● **EXCERPTED TEXT**

● ● ● ● ●

Lawrence A. Weiss is Professor of International Accounting at Tufts University. Professor Weiss has taught introductory courses to advanced financial accounting as well as managerial accounting and finance courses. He previously taught at Georgetown University, IMD, HEC Lausanne, MIT's Sloan School, INSEAD, Tulane, Babson, and McGill University. He received the teacher of the year award while on the faculty of MIT and was repeatedly nominated for Best Professor at Tufts, INSEAD, and Tulane University.

Professor Weiss received his B. Com., Diploma in Public Accounting, and MBA from McGill University and his doctorate in Business Administration from Harvard University. He began his career as a Canadian Chartered Accountant (equivalent to a CPA in the United States) working for KPMG. A member of the American Accounting Association, he has been a discussant and has presented numerous papers. Professor Weiss is a recognized expert on U.S. corporate bankruptcy, and has testified before the U.S. Congress on bankruptcy reform. He has also advised corporations on their costing systems, and served as an expert witness in both civil and criminal cases.

● ● ● ● ●

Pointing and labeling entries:
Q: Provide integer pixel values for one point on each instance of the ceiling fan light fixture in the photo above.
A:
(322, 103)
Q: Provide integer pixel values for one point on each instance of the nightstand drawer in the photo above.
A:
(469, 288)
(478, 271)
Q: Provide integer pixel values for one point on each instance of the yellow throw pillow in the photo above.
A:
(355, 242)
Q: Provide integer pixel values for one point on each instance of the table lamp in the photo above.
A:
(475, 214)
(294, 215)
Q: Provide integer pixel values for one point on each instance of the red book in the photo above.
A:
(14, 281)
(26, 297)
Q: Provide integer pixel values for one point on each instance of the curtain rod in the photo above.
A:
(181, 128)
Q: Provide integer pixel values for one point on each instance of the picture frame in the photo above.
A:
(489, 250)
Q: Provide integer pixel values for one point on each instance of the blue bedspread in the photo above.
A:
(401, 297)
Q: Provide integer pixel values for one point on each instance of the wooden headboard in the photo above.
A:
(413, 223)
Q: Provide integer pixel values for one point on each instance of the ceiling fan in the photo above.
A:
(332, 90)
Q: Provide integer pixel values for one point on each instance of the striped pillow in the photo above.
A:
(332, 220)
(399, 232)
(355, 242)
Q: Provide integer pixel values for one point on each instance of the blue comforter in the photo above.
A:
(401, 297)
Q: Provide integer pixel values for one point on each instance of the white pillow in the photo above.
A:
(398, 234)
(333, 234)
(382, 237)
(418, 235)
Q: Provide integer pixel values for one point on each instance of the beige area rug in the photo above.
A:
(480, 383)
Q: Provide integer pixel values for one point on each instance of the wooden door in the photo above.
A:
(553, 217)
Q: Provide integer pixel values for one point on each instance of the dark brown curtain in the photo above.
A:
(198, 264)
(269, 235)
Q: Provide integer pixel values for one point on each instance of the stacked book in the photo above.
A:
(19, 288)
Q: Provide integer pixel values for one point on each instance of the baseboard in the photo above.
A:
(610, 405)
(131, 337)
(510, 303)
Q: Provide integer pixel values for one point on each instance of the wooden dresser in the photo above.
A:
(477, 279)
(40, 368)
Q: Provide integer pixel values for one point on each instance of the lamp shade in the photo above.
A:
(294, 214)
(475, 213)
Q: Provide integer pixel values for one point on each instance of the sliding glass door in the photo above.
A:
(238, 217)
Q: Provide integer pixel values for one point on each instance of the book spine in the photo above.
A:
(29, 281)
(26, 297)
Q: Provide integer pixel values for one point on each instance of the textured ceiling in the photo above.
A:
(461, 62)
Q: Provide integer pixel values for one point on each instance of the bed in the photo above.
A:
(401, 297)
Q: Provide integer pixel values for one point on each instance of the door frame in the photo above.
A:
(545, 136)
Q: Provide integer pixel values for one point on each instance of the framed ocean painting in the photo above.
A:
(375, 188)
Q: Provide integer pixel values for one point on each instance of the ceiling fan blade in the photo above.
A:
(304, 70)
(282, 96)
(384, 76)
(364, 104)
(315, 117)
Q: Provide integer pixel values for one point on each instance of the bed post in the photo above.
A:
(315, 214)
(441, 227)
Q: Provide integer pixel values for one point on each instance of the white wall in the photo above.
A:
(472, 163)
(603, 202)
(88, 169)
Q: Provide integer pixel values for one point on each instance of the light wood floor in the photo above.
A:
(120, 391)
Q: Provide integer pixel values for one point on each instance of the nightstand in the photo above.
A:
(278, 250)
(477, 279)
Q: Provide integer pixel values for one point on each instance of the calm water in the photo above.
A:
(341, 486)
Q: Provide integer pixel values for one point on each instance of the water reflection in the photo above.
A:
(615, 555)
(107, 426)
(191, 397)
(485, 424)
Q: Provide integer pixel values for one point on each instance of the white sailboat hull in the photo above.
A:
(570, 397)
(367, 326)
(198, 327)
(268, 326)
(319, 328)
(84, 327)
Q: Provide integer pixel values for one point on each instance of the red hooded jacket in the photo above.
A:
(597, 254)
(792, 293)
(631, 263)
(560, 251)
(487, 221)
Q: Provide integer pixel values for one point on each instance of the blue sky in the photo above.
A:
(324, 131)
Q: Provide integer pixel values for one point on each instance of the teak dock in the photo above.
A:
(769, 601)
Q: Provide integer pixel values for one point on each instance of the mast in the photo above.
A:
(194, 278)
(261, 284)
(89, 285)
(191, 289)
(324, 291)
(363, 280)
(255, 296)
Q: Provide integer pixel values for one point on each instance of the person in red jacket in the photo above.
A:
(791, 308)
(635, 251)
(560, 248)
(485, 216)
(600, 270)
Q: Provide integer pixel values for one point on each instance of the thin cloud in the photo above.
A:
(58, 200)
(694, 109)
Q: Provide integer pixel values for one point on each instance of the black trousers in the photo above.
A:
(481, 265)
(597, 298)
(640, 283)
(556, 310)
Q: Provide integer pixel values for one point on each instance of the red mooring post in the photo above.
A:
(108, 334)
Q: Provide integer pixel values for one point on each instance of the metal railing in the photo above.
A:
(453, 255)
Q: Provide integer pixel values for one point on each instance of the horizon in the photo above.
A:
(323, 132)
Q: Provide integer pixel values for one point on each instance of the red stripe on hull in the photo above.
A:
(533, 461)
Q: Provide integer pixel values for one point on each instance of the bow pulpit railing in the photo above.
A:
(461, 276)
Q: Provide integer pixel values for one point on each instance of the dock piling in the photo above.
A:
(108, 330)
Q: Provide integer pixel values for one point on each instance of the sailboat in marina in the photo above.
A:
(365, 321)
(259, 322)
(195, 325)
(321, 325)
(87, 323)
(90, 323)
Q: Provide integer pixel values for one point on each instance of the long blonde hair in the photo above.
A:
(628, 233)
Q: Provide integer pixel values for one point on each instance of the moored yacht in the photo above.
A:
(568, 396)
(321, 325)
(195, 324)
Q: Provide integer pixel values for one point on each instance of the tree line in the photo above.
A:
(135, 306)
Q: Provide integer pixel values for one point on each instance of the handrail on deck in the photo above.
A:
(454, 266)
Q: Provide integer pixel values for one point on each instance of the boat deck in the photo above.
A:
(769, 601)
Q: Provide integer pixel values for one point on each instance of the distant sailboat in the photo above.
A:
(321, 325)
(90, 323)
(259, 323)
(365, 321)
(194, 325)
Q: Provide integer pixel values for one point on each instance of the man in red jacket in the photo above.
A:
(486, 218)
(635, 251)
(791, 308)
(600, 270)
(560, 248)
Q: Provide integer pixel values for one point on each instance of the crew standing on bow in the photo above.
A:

● ● ● ● ●

● **DIRECTIVES**
1 - Decide whether each of the following statements agrees with the Weiss profile, answering yes or no and quoting the exact words of the profile that settle it: (a) Weiss taught at Georgetown University at an earlier point; (b) Weiss won the teacher of the year award at Tufts; (c) Weiss earned his doctorate at McGill University.
2 - Swap "Babson" for "Wellesley" in the stretch of the Weiss profile from "Lawrence A. Weiss" through "and Tulane University.", and write out that stretch with the change made.

● **ANSWERS BELOW**
1 -
(a) Yes: "He previously taught at Georgetown University"
(b) No: "He received the teacher of the year award while on the faculty of MIT"
(c) No: "his doctorate in Business Administration from Harvard University"

2 -
Lawrence A. Weiss is Professor of International Accounting at Tufts University. Professor Weiss has taught introductory courses to advanced financial accounting as well as managerial accounting and finance courses. He previously taught at Georgetown University, IMD, HEC Lausanne, MIT's Sloan School, INSEAD, Tulane, Wellesley, and McGill University. He received the teacher of the year award while on the faculty of MIT and was repeatedly nominated for Best Professor at Tufts, INSEAD, and Tulane University.